* BEGIN SELECTED EXCERPT *
Political activists and pro-democracy groups in the Niger Delta have pressed the same demands for many years. Asari and his cohorts differ, however, in that they are linked to organised crime and are armed with relatively sophisticated weapons, including machine guns and rocket-propelled grenades. Thus, behind the reformist rhetoric, the violence in the delta is becoming privatised, interlocking with corruption and electoral politics, including the deployment of militias by state governors to intimidate opponents.
Indeed a recent World Bank study claims that protests in the Niger Delta are being ‘transformed into something more akin to American gangland fights for control of the drug trade’ (Collier et al 2003:77). The threats to oil facilities are serious enough for the Nigerian federal government and oil companies to hold discussions with emergent warlords like Asari and his rival Ateke Tom, despite the charge that this rewards the use of violence.1 These are some of the most recent twists in Nigeria’s evolution during the past 40 years into a prototypical petro-state. Its economy is heavily dependent upon petroleum, which contributes about 50 per cent of the country’s GDP, 95 per cent of foreign exchange earnings and 80 per cent of budgetary revenues.2
Oil has been a burning political issue since the Nigerian civil war of 1967–70, which almost ripped the country apart, causing up to a million war-related deaths and displacing some 6 million people. Since the war, Nigeria has remained in a state of suppressed, ‘silent’ or ‘structural’ or ‘repressive’ violence,3 punctured by periodic outbreaks of actual violence, some causing significant casualties and making thousands refugees in their own country. Shell and other oil majors have forged close alliances with Nigeria’s ruling classes, including its military dictatorships. Little of the oil revenue has been invested in the communities in the Niger Delta, where most oil is produced. These communities have born the brunt of the extensive environmental damage from oil extraction, and have become increasingly alienated from the oil companies and from the government. During the 1990s, originally peaceful protests by the Movement for the Survival of the Ogoni People (MOSOP) in the Niger Delta were brutally suppressed, culminating in the trial and execution of MOSOP leaders, including Ken Saro-Wiwa. Although the Ogoni are one of the smaller Delta communities, their protests resonated throughout the delta and in the rest of Nigeria. They also acquired an iconic status in international debates about the environment and about the power and corporate responsibilities of multinational oil corporations.
* END SELECTED EXCERPT *
* BEGIN DATA SUPPLIED *
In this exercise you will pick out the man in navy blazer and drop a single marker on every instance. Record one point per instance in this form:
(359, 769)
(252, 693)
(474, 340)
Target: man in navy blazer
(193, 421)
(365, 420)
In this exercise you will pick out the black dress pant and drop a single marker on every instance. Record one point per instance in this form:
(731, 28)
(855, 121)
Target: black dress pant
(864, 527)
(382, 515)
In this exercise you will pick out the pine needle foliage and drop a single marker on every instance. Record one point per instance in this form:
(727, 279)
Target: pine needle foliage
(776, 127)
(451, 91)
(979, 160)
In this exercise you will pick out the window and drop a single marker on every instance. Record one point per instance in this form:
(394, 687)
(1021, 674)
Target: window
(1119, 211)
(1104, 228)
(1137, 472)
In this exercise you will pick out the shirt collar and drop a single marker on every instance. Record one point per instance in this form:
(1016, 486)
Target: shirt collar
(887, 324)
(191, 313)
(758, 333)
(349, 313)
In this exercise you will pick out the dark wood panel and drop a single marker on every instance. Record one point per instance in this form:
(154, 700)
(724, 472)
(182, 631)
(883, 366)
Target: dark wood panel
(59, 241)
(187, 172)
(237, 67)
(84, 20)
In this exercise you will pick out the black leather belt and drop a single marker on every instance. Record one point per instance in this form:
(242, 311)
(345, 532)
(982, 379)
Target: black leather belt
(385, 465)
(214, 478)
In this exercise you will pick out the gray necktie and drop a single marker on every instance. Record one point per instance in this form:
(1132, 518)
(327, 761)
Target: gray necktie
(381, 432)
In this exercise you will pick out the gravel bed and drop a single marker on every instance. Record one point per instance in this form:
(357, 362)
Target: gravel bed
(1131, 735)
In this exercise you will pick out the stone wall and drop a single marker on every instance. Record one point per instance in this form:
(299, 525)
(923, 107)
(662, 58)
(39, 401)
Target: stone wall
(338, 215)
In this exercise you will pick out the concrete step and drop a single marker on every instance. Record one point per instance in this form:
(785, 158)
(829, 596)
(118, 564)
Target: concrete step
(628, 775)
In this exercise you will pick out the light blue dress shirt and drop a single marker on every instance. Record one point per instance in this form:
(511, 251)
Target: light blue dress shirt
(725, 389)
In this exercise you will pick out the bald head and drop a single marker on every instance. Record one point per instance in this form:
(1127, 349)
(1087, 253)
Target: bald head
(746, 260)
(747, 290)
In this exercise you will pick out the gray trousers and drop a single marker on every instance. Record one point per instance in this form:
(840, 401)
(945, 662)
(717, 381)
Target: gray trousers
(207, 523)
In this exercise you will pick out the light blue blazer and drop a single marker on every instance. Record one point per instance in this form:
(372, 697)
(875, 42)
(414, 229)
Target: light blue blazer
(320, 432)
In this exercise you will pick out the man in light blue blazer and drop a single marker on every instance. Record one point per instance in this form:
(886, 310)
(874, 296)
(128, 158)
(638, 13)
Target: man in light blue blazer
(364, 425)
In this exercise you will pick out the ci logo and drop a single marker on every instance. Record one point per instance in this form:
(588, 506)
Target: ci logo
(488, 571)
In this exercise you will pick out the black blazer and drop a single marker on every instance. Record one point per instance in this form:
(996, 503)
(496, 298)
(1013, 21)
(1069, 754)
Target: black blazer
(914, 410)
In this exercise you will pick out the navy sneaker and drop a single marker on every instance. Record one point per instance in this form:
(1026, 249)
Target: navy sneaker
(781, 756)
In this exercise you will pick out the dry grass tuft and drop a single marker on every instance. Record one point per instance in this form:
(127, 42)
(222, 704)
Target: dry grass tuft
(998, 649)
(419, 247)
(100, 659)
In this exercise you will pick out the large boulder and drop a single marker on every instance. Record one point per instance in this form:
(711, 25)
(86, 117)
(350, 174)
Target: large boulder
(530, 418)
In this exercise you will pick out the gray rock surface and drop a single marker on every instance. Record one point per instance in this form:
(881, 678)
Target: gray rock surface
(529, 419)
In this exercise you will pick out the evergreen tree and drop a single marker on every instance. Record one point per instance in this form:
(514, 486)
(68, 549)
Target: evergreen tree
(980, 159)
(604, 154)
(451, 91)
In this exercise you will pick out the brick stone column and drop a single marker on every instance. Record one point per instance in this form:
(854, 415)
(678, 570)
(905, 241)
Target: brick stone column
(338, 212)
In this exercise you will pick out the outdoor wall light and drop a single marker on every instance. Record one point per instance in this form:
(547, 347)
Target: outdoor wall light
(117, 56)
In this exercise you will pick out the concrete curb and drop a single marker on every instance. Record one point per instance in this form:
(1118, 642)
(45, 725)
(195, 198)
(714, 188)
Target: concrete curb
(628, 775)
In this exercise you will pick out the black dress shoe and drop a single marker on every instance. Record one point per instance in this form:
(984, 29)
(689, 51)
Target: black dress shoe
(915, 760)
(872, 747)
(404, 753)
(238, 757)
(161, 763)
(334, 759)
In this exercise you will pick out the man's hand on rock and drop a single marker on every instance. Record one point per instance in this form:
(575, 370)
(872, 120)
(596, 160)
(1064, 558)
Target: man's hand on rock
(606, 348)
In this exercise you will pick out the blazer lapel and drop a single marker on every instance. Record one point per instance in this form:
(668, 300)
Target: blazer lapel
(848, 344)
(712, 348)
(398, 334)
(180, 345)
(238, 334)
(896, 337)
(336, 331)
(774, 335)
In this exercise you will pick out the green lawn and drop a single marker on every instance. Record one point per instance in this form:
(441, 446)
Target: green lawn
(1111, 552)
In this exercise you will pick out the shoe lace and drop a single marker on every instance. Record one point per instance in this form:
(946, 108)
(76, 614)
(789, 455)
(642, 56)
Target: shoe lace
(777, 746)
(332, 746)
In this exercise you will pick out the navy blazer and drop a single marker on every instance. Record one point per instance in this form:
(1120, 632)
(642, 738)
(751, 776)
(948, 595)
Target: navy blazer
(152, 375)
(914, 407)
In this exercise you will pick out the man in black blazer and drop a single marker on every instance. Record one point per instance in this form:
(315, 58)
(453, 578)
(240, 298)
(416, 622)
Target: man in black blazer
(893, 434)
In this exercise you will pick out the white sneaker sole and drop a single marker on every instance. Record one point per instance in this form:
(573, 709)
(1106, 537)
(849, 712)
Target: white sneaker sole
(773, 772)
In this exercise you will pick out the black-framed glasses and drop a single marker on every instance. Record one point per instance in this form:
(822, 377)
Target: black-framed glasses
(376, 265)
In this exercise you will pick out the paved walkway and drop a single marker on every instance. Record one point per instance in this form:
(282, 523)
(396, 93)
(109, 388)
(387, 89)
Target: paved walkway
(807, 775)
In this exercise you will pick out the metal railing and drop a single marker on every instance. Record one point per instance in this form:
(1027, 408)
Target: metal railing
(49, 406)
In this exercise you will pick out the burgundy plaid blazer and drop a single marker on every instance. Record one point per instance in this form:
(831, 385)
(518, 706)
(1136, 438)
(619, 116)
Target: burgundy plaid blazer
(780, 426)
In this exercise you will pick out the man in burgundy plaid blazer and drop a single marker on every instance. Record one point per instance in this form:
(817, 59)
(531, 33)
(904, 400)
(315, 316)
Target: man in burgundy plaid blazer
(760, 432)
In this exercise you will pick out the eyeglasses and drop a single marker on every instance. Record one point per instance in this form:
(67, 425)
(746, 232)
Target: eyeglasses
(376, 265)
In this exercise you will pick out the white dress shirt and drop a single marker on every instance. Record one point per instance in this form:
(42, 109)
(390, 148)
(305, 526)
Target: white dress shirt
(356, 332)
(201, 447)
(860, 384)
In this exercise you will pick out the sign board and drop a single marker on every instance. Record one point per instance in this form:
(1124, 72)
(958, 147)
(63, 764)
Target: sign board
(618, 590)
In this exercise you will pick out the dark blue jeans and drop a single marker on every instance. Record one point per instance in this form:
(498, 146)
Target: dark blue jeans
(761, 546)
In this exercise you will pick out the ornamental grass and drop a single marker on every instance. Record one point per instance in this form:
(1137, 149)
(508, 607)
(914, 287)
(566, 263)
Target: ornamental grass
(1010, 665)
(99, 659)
* END DATA SUPPLIED *
[WRITTEN REQUEST A]
Identify each line of the listing that contains the word "logo", and copy those lines.
[WRITTEN REQUEST B]
Please pick up the Niger Delta passage after its final sentence and keep writing it.
The Niger Delta passage and the listing have no connection to each other.

[FINAL ANSWER A]
In this exercise you will pick out the ci logo and drop a single marker on every instance. Record one point per instance in this form:
Target: ci logo

[FINAL ANSWER B]
By 1998, when ‘the hand of God’ removed the military dictator, General Abacha,4 and the military started a hurried retreat from power, the erosion of state authority and political violence had become so severe that many feared the country might be on the brink of another civil war. New outbursts of inter-communal, criminal and citizen–state violence accompanied the transition to constitutional governance. President Obasanjo’s government was caught unprepared and all too often responded repressively. At the same time it canvassed policies to provide security and public order, and to manage violent conflict in a series of presidential retreats, commissions and conflict assessments. Yet it appears the security crisis is too fundamental to be resolved through policy adjustments alone, being embedded in a state crippled by its lack of legitimacy, endemic corruption and inability to deliver development or security, even under a supposedly democratic regime.
The Nigerian state appears increasingly powerless to counter the powerful market forces and economic incentive systems driving violence in an oil-dominated economy. Yet in contrast to some other analyses of ‘resource wars’, we argue that in Nigeria the relationships between mineral rents and violent conflicts have been complex and mediated through the relationships between the state and the oil multinationals.5 Oil differs from some other resources, in that its exploration and production entail substantial capital requirements, with large sunk costs in exploration and production, and hence intimate long-term relationships with the state. It contrasts with ‘lootable’ resources like alluvial diamonds, which lend themselves more readily to the financing of insurgents. At the same time the dispersed and ‘obstructable’ infrastructure of wells, pipelines and storage facilities has remained vulnerable to disruption by protesters and insurgents, as in the Niger Delta. Indeed criminal mafias have recently devoted considerable ingenuity to turning even oil into a lootable commodity, through the process known as ‘bunkering’, fuelling the growth of an informal economy of violence.6
However, we are sceptical of determinist accounts of the nexus between oil and political violence. The Nigerian civil war did not reignite, and was indeed followed by a period of state and national reconstruction. Political violence, though still endemic, remained less severe than in other resource-dependent African countries, like Angola or the Democratic Republic of Congo. By the end of the military era in 1999, many of the conditions which generated civil wars elsewhere in Africa seemed also to threaten Nigeria – but they did not precipitate large-scale armed conflict.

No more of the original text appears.